OBJECTIVE: Give back everything from the line containing "Tag the dirt" down to the last line, word for word and including both of those lines.

## start DATA SECTION

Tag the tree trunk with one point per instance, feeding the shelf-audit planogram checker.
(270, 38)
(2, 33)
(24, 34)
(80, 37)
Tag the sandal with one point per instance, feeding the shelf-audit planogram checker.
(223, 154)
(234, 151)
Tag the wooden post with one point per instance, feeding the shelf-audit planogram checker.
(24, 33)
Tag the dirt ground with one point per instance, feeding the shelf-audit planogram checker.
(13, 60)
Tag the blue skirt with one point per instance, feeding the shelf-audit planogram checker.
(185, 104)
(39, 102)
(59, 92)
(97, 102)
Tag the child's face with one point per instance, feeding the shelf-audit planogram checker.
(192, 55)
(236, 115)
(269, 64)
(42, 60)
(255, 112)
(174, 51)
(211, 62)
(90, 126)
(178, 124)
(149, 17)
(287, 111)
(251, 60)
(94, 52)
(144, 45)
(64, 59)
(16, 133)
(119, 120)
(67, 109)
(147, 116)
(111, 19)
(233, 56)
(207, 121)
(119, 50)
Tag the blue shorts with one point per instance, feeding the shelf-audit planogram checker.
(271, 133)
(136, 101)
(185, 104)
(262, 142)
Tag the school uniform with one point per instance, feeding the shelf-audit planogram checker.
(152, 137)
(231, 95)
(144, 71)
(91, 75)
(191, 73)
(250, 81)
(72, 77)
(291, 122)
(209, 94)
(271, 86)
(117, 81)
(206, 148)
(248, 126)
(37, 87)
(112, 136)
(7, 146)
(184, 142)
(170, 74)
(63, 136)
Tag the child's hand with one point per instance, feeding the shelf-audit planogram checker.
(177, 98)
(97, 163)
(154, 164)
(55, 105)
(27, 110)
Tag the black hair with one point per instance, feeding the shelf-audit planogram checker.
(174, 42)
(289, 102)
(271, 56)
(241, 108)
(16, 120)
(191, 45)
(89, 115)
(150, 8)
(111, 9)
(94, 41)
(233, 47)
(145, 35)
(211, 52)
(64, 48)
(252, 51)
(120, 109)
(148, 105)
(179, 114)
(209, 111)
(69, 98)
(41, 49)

## end DATA SECTION

ANSWER TO THE EXERCISE:
Tag the dirt ground with one point per instance, feeding the shelf-audit planogram checker.
(13, 60)
Tag the blue skirt with one point per instance, feeding the shelf-audit planogram checker.
(185, 104)
(39, 102)
(59, 92)
(97, 102)
Tag the child's face with one point per instance, feeding the shelf-audit planogram checker.
(192, 55)
(236, 115)
(269, 64)
(42, 60)
(255, 112)
(174, 51)
(211, 62)
(90, 126)
(178, 124)
(149, 17)
(287, 111)
(251, 60)
(94, 52)
(144, 45)
(64, 59)
(16, 133)
(119, 120)
(67, 109)
(147, 116)
(111, 19)
(233, 56)
(207, 121)
(119, 50)
Tag the blue shorts with one point per instance, feeding the shelf-audit planogram checker.
(271, 133)
(136, 101)
(185, 104)
(262, 142)
Tag the school uniform with one point per instance, feeding the shelf-audit planogram checker.
(152, 137)
(231, 95)
(144, 71)
(91, 75)
(191, 73)
(250, 81)
(72, 77)
(291, 122)
(209, 94)
(271, 86)
(117, 81)
(206, 148)
(248, 126)
(37, 87)
(112, 136)
(7, 146)
(184, 142)
(170, 74)
(63, 136)
Tag the child's hand with one point per instance, feeding the shelf-audit planogram checker.
(177, 98)
(97, 163)
(154, 164)
(55, 105)
(27, 110)
Tag the black hair with one point per instance, feeding the shelf-audit planogram checker.
(174, 42)
(289, 102)
(271, 56)
(241, 108)
(16, 120)
(191, 45)
(89, 115)
(150, 8)
(111, 9)
(94, 41)
(233, 47)
(145, 35)
(211, 52)
(64, 48)
(252, 51)
(120, 109)
(148, 105)
(179, 114)
(209, 111)
(69, 98)
(41, 49)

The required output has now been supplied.